**Your task:**
When a line of the entries contains "tree", please list that line.
-------- Stored data
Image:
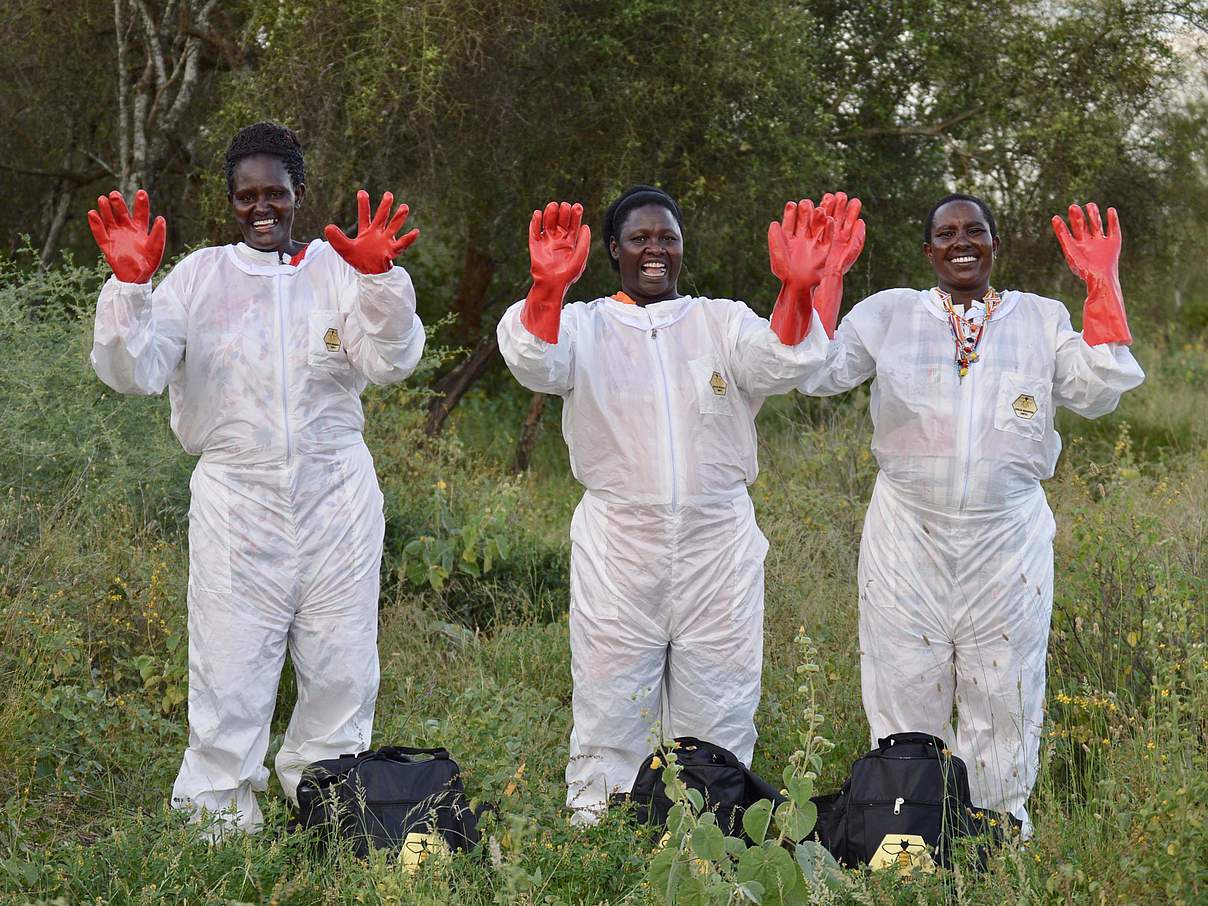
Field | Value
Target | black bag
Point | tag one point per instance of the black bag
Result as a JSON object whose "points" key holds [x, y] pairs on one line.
{"points": [[389, 799], [729, 787], [904, 805]]}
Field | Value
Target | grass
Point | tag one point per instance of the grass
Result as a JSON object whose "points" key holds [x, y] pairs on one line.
{"points": [[92, 655]]}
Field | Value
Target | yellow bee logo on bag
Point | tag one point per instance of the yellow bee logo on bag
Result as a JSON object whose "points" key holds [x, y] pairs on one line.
{"points": [[417, 848], [1024, 406], [905, 852]]}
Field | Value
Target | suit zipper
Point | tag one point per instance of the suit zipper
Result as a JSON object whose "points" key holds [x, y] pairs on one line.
{"points": [[285, 370], [667, 405]]}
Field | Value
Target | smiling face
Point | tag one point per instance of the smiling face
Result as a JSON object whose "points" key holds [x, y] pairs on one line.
{"points": [[262, 199], [649, 249], [962, 250]]}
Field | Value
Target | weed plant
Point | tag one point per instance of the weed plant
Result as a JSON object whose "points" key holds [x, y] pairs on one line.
{"points": [[93, 500]]}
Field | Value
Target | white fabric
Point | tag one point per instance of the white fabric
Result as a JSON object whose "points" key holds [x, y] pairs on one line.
{"points": [[265, 364], [956, 559], [667, 562], [259, 383]]}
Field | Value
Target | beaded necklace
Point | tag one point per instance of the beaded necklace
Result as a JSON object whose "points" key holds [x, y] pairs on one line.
{"points": [[965, 334]]}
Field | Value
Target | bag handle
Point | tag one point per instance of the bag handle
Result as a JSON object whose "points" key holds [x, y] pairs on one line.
{"points": [[401, 753], [726, 756], [893, 739]]}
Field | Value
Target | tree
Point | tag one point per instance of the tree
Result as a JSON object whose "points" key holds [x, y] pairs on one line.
{"points": [[103, 96]]}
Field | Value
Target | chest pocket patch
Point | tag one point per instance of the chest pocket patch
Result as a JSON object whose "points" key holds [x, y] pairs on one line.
{"points": [[325, 341], [714, 389], [1022, 406]]}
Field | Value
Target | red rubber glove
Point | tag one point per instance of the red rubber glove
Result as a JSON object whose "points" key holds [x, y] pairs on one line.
{"points": [[799, 249], [132, 251], [846, 248], [375, 248], [1095, 259], [558, 247]]}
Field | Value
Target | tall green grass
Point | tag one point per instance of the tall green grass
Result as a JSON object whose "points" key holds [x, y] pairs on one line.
{"points": [[92, 655]]}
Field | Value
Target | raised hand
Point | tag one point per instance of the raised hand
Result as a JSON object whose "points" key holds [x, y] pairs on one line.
{"points": [[799, 247], [844, 249], [558, 243], [1093, 256], [376, 247], [558, 247], [848, 239], [132, 250]]}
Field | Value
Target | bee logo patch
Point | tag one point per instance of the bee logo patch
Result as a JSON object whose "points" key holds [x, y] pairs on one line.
{"points": [[417, 848], [905, 852], [1024, 406]]}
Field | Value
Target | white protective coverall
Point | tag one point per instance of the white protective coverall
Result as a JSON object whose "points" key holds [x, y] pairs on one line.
{"points": [[666, 562], [265, 363], [956, 571]]}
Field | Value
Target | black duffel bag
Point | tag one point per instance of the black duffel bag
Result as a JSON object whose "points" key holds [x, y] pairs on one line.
{"points": [[395, 797], [727, 785], [902, 806]]}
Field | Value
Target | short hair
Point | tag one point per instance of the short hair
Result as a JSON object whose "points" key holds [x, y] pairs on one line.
{"points": [[266, 138], [958, 197], [634, 197]]}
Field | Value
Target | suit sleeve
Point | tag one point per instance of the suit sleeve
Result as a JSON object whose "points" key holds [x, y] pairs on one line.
{"points": [[1090, 379], [383, 336], [848, 364], [139, 334], [762, 365], [540, 366]]}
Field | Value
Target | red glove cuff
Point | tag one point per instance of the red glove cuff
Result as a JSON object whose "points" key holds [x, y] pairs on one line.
{"points": [[826, 300], [541, 313], [1103, 313], [793, 314]]}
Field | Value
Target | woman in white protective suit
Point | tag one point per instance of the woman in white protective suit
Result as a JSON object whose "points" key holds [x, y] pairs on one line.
{"points": [[660, 398], [956, 571], [265, 347]]}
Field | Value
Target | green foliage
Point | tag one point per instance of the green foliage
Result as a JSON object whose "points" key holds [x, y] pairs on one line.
{"points": [[698, 864]]}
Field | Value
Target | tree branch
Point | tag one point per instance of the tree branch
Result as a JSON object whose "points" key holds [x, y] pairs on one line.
{"points": [[921, 131]]}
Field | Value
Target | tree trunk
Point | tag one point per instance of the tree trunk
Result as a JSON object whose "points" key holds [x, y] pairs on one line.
{"points": [[529, 433], [470, 302], [453, 385], [59, 204]]}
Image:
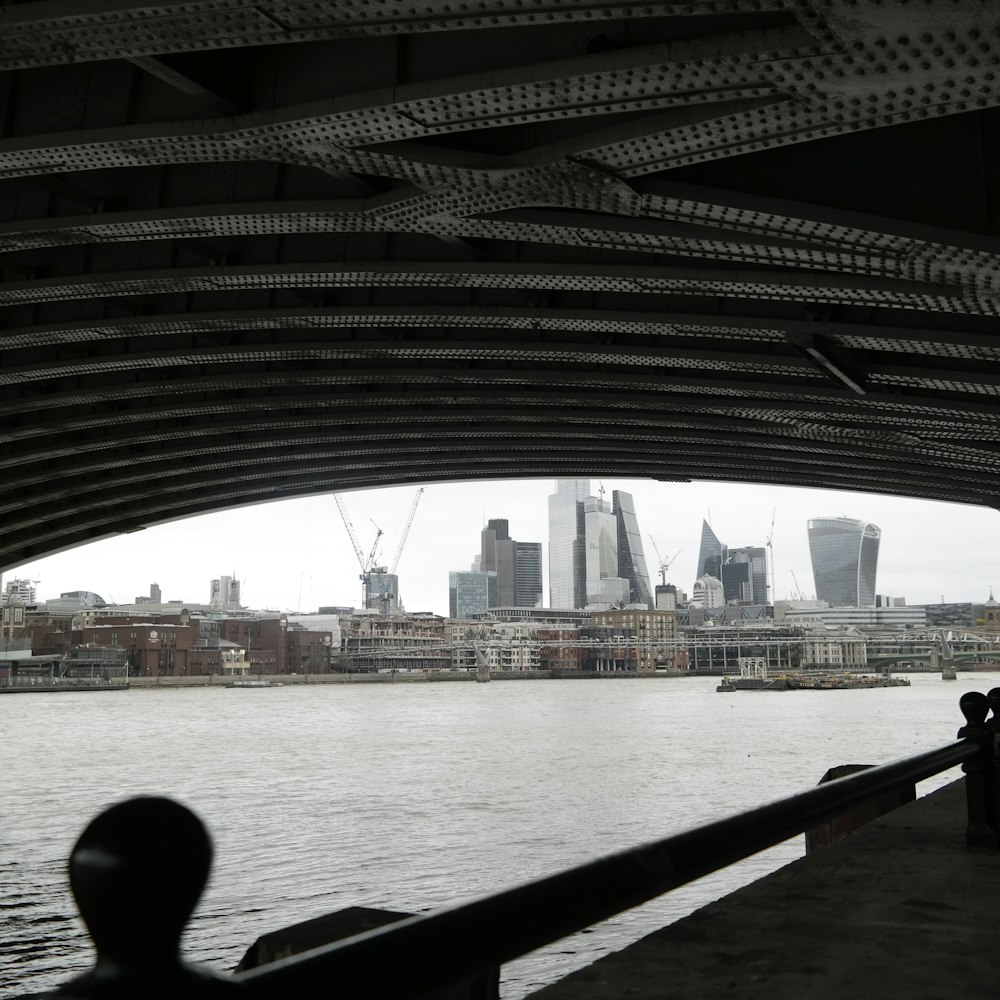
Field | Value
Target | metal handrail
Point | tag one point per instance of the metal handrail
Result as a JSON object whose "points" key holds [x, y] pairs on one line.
{"points": [[452, 944]]}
----------------
**Written solution:**
Target | tree
Point | tag one point per instance of the tree
Target | tree branch
Point | tag one point per instance of the tree branch
Target | tree trunk
Point | tag one point per instance of the tree trunk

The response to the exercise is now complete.